BEGIN Document passage

Antarctic Seals Keep Trying to Have Sex With Penguins
This isn’t the first time a fur seal has attempted to copulate with a king penguin and scientists think that more seals are learning the behavior
The remote Marion island was the scene of the first, bizarre incident. Antarctic fur seals typically eat krill, fish, squid and the occasional bird—including penguins. But this particular young adult male was not eating the king penguin. He was attempting to have sex with it, according to the BBC.
Now, the same behavior has been captured on film three more times and reported in the scientific journal Polar Biology. And the researchers are puzzled. The first instance could have been chalked up to a sexually inexperienced male targeting the closest thing to a female seal he could find—a case of misdirected mating. Or it could have been a hunt gone strange. But the three new reports suggest that sex with penguins might be a behavior that is spreading among fur seals in the region, writes Matt Walker for the BBC.
In all the cases, a larger seal chased down a penguin, mounted it and tried to copulate. Walker reports:
Male and female penguins mate via an opening called a cloaca, and the seals are thought to have actually penetrated the penguins in some of the acts, which were caught on film by [research team leader William A. Haddad].
In three of the four recorded incidents the seal let the penguin go. But on one of the more recent occasions, the seal killed and ate the penguin after trying to mate with it.
"I genuinely think the behavior is increasing in frequency," says Nico de Bruyn, a researcher at the Mammal Research Institute at the University of Pretoria, South Africa. He thinks that seals may see other males trying to have sex with penguins and imitate them—either for practice or because they have no other way to release sexual frustration. The individuals they recorded were all too young to have their own harems of females.
This isn’t the first time we’ve found animals engaging, or attempting to engage, in interspecies coitus. Researchers have observed male sea otters in Monterey Bay capturing and copulating with baby harbor seals and killing them in the process. And dolphins are notoriously violent in their sexual acts. Males will gang up on females and go after humans.

END Document passage
BEGIN Dataset content

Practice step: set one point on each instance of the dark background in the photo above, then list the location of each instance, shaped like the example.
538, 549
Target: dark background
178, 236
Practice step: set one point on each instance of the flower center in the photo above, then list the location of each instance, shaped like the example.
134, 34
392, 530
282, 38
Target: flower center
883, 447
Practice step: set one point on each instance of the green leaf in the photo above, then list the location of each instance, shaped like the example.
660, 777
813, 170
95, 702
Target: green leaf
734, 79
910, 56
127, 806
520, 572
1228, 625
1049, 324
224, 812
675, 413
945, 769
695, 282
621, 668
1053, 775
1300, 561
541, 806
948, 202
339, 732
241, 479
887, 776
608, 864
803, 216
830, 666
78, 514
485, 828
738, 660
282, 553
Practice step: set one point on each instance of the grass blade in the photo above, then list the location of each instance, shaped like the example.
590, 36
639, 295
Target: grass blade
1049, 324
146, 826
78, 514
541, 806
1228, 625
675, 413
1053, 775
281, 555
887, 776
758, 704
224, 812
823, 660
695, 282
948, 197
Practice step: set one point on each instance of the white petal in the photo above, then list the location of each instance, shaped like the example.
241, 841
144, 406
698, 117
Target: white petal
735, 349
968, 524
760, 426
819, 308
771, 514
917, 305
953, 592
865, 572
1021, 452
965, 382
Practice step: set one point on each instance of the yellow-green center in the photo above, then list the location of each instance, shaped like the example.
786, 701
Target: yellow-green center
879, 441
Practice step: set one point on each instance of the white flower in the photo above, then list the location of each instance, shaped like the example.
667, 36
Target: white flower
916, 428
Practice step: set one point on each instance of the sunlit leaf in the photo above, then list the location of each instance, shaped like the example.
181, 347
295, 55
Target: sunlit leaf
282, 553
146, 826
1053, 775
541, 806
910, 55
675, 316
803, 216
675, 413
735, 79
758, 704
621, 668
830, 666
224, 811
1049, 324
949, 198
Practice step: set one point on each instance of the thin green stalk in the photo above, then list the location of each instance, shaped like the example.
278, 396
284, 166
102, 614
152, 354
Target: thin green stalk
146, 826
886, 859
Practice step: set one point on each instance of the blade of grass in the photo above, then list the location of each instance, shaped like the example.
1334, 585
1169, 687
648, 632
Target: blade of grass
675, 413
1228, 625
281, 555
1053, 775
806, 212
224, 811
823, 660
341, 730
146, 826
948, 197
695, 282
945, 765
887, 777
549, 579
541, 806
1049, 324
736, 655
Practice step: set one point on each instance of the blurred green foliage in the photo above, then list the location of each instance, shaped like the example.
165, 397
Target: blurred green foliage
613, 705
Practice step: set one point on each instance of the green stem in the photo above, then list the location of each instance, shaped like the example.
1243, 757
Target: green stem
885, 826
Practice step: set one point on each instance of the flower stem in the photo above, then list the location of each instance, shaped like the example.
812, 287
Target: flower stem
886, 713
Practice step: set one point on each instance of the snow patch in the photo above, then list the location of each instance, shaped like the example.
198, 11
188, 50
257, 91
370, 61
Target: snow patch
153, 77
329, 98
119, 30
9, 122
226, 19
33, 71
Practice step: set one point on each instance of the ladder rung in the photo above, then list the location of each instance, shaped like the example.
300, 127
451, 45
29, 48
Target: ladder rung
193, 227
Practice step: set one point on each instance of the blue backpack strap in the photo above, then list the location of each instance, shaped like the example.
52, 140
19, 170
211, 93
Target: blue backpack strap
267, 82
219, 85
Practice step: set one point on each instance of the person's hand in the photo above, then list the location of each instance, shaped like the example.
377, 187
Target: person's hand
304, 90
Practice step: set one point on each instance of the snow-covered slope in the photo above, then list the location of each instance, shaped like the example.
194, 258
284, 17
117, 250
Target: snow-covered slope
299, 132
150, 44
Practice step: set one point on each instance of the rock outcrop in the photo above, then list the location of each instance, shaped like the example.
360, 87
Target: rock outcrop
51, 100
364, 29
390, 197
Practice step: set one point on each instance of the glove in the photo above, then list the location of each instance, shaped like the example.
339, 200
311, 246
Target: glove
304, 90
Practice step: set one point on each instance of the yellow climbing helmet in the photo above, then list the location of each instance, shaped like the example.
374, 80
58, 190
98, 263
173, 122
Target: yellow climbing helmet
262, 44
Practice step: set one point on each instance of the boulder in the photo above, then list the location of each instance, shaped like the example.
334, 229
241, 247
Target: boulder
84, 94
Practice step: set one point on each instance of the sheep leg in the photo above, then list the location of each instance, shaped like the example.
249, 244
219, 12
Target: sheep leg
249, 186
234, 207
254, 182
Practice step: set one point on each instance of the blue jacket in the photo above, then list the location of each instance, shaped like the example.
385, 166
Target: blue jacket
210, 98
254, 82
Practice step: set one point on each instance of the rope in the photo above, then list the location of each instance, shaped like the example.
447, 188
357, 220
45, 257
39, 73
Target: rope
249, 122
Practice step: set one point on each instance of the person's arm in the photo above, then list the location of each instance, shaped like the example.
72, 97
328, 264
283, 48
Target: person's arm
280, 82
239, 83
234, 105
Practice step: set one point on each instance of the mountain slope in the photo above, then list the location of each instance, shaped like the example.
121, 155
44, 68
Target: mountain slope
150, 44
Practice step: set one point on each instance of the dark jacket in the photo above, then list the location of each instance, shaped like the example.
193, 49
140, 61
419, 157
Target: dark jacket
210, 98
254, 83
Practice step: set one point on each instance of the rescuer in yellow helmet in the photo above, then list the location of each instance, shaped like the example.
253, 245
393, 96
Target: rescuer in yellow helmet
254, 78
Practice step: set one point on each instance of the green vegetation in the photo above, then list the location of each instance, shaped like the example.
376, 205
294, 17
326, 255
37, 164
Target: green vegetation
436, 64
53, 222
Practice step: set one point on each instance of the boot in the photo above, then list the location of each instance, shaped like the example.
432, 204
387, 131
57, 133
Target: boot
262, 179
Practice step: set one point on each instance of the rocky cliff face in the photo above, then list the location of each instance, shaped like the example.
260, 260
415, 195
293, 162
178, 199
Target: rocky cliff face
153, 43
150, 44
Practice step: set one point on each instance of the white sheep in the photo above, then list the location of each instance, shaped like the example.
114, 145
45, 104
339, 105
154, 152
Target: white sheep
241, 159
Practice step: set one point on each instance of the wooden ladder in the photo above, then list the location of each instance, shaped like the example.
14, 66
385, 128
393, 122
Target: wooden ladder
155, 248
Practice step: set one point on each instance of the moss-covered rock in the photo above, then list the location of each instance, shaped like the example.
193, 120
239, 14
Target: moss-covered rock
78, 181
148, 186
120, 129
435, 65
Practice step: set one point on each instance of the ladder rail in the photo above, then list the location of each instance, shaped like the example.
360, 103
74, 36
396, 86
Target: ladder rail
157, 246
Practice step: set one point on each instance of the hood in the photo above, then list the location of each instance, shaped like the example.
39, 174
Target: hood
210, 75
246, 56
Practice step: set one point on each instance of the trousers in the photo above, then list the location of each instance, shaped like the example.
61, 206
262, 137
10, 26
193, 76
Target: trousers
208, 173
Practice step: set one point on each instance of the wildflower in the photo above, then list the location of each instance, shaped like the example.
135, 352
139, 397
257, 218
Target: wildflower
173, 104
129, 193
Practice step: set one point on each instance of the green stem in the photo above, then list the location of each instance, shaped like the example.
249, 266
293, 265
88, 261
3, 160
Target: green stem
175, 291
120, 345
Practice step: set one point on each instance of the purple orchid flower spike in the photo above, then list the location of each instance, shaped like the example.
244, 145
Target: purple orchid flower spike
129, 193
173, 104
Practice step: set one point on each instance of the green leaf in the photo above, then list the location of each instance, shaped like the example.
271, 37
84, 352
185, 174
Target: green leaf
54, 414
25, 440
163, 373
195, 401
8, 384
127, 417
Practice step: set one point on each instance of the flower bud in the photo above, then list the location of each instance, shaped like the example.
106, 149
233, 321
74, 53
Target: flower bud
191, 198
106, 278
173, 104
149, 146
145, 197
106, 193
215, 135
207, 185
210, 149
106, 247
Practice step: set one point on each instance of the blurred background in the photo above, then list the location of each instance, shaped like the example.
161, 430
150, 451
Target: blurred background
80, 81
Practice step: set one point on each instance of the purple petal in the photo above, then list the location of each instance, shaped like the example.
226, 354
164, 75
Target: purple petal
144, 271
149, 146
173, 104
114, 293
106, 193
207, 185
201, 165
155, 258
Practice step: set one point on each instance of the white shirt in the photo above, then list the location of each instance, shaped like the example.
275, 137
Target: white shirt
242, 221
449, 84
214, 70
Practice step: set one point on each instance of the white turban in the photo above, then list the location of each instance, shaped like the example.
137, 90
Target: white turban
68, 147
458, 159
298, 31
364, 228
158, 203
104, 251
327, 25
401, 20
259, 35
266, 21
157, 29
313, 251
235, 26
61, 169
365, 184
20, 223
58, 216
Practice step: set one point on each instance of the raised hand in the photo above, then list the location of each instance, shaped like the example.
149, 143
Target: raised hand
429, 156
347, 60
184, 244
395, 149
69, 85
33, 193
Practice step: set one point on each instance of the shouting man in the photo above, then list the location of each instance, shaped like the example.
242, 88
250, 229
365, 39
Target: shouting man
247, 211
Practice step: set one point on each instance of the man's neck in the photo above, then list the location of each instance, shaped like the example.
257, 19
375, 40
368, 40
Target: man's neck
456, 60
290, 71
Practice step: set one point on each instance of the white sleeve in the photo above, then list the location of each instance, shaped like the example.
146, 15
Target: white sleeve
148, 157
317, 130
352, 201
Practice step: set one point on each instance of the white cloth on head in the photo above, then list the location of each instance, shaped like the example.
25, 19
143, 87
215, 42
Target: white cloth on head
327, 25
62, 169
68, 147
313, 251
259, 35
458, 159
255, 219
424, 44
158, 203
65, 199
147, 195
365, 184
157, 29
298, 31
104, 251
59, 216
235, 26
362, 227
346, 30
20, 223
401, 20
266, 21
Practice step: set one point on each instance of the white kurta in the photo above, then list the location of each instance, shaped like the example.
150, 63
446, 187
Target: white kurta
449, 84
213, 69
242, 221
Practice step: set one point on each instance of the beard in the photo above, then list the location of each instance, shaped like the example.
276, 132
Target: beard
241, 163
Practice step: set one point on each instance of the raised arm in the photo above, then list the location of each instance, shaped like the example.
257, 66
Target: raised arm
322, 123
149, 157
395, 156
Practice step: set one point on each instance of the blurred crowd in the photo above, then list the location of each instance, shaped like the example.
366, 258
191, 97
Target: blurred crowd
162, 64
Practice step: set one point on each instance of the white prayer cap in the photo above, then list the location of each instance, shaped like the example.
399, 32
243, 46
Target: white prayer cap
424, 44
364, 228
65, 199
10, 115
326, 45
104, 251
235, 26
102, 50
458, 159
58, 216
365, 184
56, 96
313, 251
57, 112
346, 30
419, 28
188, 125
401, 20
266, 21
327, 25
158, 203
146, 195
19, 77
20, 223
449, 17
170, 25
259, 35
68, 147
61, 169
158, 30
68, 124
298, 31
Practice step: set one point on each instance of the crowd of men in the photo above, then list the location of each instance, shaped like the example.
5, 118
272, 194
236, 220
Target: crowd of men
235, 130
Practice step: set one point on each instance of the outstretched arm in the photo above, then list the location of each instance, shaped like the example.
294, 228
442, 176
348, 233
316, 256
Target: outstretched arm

END Dataset content

• _Tasks to perform_:
1. Reproduce the passage of the article on fur seals and king penguins from "Now, the same" to "for the BBC.".
2. Answer these questions using the article on fur seals and king penguins.
(a) On which island did the first incident take place?
(b) In which scientific journal were the three new instances reported?
(c) Where have male sea otters been observed copulating with baby harbor seals?
3. Decide whether each statement agrees with the article on fur seals and king penguins, answering yes or no and quoting the words of the article that settle it.
(a) Krill is part of the usual diet of Antarctic fur seals.
(b) In every recorded incident, the seal let the penguin go.
(c) The seals that were recorded all had harems of their own.

• _Numbered responses_:
1.
Now, the same behavior has been captured on film three more times and reported in the scientific journal Polar Biology. And the researchers are puzzled. The first instance could have been chalked up to a sexually inexperienced male targeting the closest thing to a female seal he could find—a case of misdirected mating. Or it could have been a hunt gone strange. But the three new reports suggest that sex with penguins might be a behavior that is spreading among fur seals in the region, writes Matt Walker for the BBC.

2.
(a) Marion island.
(b) Polar Biology.
(c) Monterey Bay.

3.
(a) Yes: "Antarctic fur seals typically eat krill, fish, squid and the occasional bird"
(b) No: "on one of the more recent occasions, the seal killed and ate the penguin after trying to mate with it"
(c) No: "The individuals they recorded were all too young to have their own harems of females."